Excerpt provided:
“Paris was where the 20th century was.” Should the remark so often quoted and attributed to Gertrude Stein prove apocryphal, it would make no difference. At the turn of the century and again after World War I, it seemed that most of the artistic and literary ferment of the modern world was focused in that city. To Paris in the 1920s came Berenice Abbott, a young woman fresh from Ohio State University’s School of Journalism and from New York’s Greenwich Village. Yet, despite this experience, she was still looking for her career, for her real profession and life’s work. Born in Ohio in 1898, she had spent unhappy early years as the child of divorced parents and, after attending Ohio State University, had left the Midwest (for good) in 1918 for New York city and the Village. Ostensibly she was seeking a career in journalism and had moved to New York intending to pursue that subject at Columbia University. In fact the move to New York only presaged another in 1921, this time to Paris to study sculpture. “You’re finding yourself as you go along when you’re young,“she has remarked. “Youth often enters a field that isn’t always the right choice.” (1)
Her discovery of the right field came in 1923 and seems to have been entirely serendipitous. The famous photographer Man Ray needed an assistant, but insisted on one without previous knowledge of the craft. Young expatriates must eat, and Abbott applied. Her lack of knowledge qualified her for the job. Soon she was printing for Man Ray and discovering that she immensely enjoyed doing darkroom work. Later, at his suggestion, Abbott began to take her own first photographs. Both were surprised to discover how good she was. By 1925, with the aid of loans from Peggy Guggenheim and from Robert McAlmon (one of the “charmed circle” surrounding Gertrude Stein), she had set up her own studio on the Left Bank. There she pursued portrait photography which absorbed her at that time.
A selection of images of the stream of notables who found their way to Berenice Abbott’s studio are presented in this exhibition. Figures from the world of fashion and the haut monde of Parisian society mix freely with some of the era’s legendary literary figures and artists, including the dadaists and surrealists out pour épater le bourgeois. Abbott presents them all with what one can only term an imaginative realism.
Each subject was extremely important to her. “I wasn’t trying to make a still life of them,” she has said, “but a person. Its a kind of exchange between people—it has to be—and I enjoyed it.” (2) Formal posing was totally foreign to her approach. Her subjects tend to move casually; frequently they slouch. Occasionally perhaps captured in conversation or interaction with her, they strike self-assertive or deliberately playful stances. Always she is a master at catching the telling gesture (the languid, listless hand of James Joyce) or the detail of dress or accessory (the elegant pince-nez of Mrs. Theodore van Rysselberghe and the large ring on her forefinger) that reveals character as strongly as face or eyes. Less frequently Abbott experimented with arbitrary cropping to create a mood, one to us redolent of the art deco aesthetic first formally presented to Paris and the world in 1925 at L’Exposition internationale des arts décoratifs et industriels modernes. How could she not be aware of and sensitive to the international movements in art that crowded the Paris horizon? Yet, through it all, we sense a serious intelligence and a sturdy individuality developing and gathering force.

Directions for this task: Can you rewrite the passage on Berenice Abbott between "A selection of" and "an imaginative realism.", inclusive, putting "show" where "exhibition" stands?

[Rows from a pointing dataset]
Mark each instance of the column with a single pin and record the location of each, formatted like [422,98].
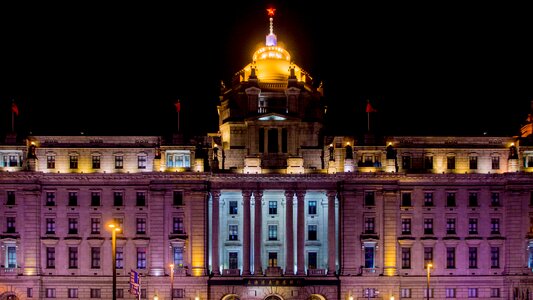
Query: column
[289,234]
[331,232]
[215,233]
[258,227]
[300,239]
[246,232]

Task solution:
A selection of images of the stream of notables who found their way to Berenice Abbott’s studio are presented in this show. Figures from the world of fashion and the haut monde of Parisian society mix freely with some of the era’s legendary literary figures and artists, including the dadaists and surrealists out pour épater le bourgeois. Abbott presents them all with what one can only term an imaginative realism.